Филологические
науки/3.Теоретические и методологические проблемы исследования языка.
Д. филол.
н. Чеерчиев М.Ч.
Дагестанский государственный педагогический
университет, Россия.
Принцип «позиционности» в сравнительно-исторических фонетических изысканиях
Ф.Ф. Фортунатова и его учеников
(165-летию со дня рождения Ф.Ф. Фортунатова посвящается)
Главнейшим
направлением в научной деятельности Ф.Ф. Фортунатова, как известно, являлись
вопросы звукового состава общеиндоевропейского языка, определение фонетических
законов [Будде 1914] и звуковые соответствия в отдельных индоевропейских
языках. Его исследования, как отмечал М.Н. Петерсон, «относятся ко всем
главнейшим отделам языковедения: фонетике, лексикологии, этимологии,
морфологии, синтаксису» [Фортунатов 1957: 6]. Среди его научного наследия
важное место следует уделить также принципам сравнительно-исторических
реконструкций, которые лежат в основе его работ, относящихся к
сравнительно-историческим фонетическим реконструкциям индоевропейских языков.
Представляется
возможным выделить в трудах Ф.Ф. Фортунатова и его учеников следующие четыре
основные принципа сравнительно-исторических фонетических реконструкций, которые
условно можно назвать: а) принцип «позиционности», б) принцип «неполного ряда»,
в) принцип «недостаточности», г) принцип «относительной хронологии» [Чеерчиев
1979].

> **СПИСОК ЗАПИСЕЙ**
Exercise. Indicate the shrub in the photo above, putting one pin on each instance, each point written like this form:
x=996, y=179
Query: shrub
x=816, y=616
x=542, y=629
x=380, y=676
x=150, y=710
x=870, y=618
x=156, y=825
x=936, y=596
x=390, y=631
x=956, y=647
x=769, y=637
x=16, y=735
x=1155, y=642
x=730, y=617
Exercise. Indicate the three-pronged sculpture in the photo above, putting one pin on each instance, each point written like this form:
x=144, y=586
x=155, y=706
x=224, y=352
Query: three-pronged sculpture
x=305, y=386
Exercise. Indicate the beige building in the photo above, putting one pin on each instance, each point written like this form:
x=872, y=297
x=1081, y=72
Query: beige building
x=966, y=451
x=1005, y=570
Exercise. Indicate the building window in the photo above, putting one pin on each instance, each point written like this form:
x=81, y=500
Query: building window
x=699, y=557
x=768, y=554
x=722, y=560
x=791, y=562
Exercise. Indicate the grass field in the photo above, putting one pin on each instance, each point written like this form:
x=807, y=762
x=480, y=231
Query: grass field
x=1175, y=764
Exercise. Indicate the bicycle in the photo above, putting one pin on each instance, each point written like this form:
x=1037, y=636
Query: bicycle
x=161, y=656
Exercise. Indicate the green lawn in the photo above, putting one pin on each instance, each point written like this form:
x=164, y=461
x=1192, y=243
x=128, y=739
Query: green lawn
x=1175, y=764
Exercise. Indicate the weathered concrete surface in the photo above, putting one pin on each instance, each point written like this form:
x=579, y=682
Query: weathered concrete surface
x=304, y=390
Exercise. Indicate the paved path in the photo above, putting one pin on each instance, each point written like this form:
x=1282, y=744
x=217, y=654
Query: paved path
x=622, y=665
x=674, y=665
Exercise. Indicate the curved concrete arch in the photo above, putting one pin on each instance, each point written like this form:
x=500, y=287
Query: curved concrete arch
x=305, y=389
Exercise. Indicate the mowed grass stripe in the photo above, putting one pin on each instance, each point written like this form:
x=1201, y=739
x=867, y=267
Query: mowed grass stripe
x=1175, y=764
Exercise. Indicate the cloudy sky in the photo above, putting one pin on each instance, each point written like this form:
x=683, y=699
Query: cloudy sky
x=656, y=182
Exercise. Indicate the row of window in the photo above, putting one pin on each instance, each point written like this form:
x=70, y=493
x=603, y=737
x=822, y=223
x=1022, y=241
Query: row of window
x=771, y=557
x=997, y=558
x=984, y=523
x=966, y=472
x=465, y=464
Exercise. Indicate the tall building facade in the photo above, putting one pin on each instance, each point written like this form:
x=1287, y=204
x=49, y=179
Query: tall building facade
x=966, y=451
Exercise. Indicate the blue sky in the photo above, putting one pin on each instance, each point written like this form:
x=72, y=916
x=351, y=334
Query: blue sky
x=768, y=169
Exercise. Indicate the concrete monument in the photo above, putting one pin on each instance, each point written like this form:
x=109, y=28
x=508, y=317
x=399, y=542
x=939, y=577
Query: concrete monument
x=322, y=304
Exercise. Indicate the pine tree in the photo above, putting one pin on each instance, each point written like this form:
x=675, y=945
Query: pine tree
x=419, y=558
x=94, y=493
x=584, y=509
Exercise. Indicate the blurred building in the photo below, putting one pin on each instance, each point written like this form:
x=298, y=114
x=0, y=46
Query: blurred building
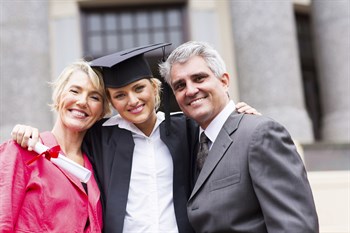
x=289, y=59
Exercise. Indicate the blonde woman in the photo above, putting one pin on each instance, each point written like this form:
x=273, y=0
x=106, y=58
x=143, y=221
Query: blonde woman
x=40, y=197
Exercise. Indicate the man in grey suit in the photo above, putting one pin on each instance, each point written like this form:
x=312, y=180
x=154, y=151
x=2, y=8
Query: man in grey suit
x=253, y=179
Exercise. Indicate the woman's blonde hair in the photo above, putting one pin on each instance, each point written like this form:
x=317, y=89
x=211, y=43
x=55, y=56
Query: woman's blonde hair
x=95, y=77
x=156, y=83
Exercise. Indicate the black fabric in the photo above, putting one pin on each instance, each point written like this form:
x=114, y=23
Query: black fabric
x=110, y=150
x=203, y=151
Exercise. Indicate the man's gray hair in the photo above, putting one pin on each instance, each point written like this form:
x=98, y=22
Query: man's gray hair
x=189, y=49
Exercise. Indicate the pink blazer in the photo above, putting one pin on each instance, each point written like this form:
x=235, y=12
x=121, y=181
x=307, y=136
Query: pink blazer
x=41, y=197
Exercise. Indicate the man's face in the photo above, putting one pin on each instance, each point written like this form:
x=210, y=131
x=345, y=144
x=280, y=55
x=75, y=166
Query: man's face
x=198, y=92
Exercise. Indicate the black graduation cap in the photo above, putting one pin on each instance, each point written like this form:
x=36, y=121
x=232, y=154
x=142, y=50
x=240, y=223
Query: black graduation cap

> **ЗАДАЧИ И УПРАЖНЕНИЯ**
A. Верните полностью и без изменений текст о принципе «позиционности» в трудах Ф.Ф. Фортунатова и его учеников.
B. Перепишите записи от самого начала до строки, содержащей «x=305, y=386», включительно, заменив «Query» на «Label». Всё остальное в них оставьте без изменений.

> **РЕШЕНИЯ ЗАДАЧ**
A.
Филологические
науки/3.Теоретические и методологические проблемы исследования языка.
Д. филол.
н. Чеерчиев М.Ч.
Дагестанский государственный педагогический
университет, Россия.
Принцип «позиционности» в сравнительно-исторических фонетических изысканиях
Ф.Ф. Фортунатова и его учеников
(165-летию со дня рождения Ф.Ф. Фортунатова посвящается)
Главнейшим
направлением в научной деятельности Ф.Ф. Фортунатова, как известно, являлись
вопросы звукового состава общеиндоевропейского языка, определение фонетических
законов [Будде 1914] и звуковые соответствия в отдельных индоевропейских
языках. Его исследования, как отмечал М.Н. Петерсон, «относятся ко всем
главнейшим отделам языковедения: фонетике, лексикологии, этимологии,
морфологии, синтаксису» [Фортунатов 1957: 6]. Среди его научного наследия
важное место следует уделить также принципам сравнительно-исторических
реконструкций, которые лежат в основе его работ, относящихся к
сравнительно-историческим фонетическим реконструкциям индоевропейских языков.
Представляется
возможным выделить в трудах Ф.Ф. Фортунатова и его учеников следующие четыре
основные принципа сравнительно-исторических фонетических реконструкций, которые
условно можно назвать: а) принцип «позиционности», б) принцип «неполного ряда»,
в) принцип «недостаточности», г) принцип «относительной хронологии» [Чеерчиев
1979].

B.
Exercise. Indicate the shrub in the photo above, putting one pin on each instance, each point written like this form:
x=996, y=179
Label: shrub
x=816, y=616
x=542, y=629
x=380, y=676
x=150, y=710
x=870, y=618
x=156, y=825
x=936, y=596
x=390, y=631
x=956, y=647
x=769, y=637
x=16, y=735
x=1155, y=642
x=730, y=617
Exercise. Indicate the three-pronged sculpture in the photo above, putting one pin on each instance, each point written like this form:
x=144, y=586
x=155, y=706
x=224, y=352
Label: three-pronged sculpture
x=305, y=386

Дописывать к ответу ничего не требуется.